* begin Items *

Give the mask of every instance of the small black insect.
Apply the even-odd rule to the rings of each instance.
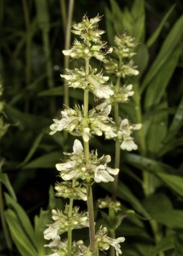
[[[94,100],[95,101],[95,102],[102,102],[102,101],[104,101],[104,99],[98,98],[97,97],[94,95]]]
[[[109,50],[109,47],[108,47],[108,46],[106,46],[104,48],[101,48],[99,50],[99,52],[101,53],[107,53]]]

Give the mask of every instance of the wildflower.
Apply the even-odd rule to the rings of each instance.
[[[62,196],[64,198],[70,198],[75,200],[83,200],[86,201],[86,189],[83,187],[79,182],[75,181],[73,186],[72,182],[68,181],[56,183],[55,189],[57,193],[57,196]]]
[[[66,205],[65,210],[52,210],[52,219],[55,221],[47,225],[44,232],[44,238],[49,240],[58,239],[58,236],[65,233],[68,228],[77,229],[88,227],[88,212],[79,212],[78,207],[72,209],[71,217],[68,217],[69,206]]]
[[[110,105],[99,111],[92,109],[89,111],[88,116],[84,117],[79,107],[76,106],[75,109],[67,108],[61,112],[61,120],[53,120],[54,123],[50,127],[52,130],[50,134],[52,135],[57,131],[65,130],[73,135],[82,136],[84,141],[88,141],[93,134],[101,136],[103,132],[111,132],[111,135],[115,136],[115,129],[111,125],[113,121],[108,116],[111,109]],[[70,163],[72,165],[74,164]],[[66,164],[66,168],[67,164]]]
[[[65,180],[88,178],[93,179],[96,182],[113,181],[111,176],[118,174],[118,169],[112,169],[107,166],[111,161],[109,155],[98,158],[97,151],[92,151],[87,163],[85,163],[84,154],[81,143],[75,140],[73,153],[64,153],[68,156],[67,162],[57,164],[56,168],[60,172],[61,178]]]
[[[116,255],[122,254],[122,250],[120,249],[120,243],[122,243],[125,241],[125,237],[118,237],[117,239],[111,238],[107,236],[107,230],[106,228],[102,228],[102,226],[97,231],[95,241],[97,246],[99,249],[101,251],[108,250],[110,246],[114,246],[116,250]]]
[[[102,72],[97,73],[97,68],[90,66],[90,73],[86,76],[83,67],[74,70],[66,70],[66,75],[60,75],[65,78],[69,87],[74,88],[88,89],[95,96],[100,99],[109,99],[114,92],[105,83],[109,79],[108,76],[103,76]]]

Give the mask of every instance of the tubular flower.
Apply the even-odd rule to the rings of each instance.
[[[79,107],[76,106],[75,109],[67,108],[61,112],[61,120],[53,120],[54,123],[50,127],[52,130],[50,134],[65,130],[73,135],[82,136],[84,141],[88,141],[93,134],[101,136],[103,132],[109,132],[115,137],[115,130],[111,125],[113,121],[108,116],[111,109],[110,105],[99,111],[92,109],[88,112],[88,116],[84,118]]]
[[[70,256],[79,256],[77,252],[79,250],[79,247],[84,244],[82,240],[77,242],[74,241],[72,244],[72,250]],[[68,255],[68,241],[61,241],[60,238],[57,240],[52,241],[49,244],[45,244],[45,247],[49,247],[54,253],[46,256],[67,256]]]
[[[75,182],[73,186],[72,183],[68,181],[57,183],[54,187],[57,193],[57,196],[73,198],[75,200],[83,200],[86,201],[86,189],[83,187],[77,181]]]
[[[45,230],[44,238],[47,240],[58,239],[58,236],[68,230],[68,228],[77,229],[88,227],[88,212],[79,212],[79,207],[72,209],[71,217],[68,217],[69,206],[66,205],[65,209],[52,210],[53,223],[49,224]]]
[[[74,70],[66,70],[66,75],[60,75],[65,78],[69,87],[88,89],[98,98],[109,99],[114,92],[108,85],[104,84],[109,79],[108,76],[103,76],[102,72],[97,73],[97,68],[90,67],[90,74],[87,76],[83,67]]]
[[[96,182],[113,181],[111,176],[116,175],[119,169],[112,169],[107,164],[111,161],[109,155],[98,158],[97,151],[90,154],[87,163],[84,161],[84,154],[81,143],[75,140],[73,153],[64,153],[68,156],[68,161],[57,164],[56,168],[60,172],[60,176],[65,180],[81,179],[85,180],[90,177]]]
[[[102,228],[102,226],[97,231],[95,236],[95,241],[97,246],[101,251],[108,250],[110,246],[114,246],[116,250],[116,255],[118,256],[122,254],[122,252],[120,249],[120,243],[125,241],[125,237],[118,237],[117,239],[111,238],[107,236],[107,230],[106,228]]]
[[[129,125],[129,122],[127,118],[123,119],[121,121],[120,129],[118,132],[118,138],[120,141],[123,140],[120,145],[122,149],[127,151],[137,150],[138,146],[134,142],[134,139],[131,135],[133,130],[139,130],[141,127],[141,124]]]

* end Items *
* begin Items *

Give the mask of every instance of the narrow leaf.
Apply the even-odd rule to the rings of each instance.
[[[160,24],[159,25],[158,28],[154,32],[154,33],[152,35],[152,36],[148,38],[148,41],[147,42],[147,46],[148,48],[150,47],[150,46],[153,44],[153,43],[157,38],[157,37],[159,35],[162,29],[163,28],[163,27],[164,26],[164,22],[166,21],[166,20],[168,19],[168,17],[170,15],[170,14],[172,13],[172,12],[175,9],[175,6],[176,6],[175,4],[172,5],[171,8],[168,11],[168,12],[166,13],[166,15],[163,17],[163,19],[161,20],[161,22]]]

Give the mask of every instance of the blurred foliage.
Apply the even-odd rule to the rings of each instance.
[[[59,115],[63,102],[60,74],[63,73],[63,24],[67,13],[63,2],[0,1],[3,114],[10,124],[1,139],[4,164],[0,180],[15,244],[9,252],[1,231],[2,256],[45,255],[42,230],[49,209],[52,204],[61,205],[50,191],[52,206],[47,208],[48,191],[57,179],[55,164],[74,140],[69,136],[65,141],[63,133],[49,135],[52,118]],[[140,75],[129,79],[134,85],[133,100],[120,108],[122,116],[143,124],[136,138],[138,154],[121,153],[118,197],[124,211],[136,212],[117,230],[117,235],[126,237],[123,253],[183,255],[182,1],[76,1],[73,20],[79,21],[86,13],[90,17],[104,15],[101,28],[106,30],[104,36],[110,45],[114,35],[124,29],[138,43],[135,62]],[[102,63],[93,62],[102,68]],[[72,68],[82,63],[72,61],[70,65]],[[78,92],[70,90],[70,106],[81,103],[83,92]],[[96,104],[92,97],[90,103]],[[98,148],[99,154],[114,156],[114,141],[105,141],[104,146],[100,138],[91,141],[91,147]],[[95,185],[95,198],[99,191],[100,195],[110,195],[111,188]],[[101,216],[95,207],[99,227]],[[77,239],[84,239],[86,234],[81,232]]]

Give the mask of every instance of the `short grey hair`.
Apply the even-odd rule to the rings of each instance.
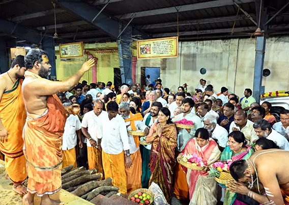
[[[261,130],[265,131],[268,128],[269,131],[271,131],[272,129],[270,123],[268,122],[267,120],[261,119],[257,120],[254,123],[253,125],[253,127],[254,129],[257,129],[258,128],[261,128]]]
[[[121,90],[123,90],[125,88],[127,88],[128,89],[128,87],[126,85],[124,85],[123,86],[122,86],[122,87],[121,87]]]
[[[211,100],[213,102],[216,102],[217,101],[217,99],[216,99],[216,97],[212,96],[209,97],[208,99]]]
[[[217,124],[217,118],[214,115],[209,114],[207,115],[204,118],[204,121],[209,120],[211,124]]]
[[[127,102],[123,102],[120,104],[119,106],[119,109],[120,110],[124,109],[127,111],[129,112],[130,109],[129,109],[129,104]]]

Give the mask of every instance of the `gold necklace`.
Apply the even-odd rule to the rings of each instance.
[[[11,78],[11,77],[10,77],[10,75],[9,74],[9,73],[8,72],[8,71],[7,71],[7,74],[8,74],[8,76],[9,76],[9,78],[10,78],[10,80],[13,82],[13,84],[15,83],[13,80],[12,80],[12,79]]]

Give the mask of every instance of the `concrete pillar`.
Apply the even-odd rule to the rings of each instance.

* end Items *

Locate every line in the records above that contains the word "leaf" and copy each of those lines.

Give the mask of every instance of the narrow leaf.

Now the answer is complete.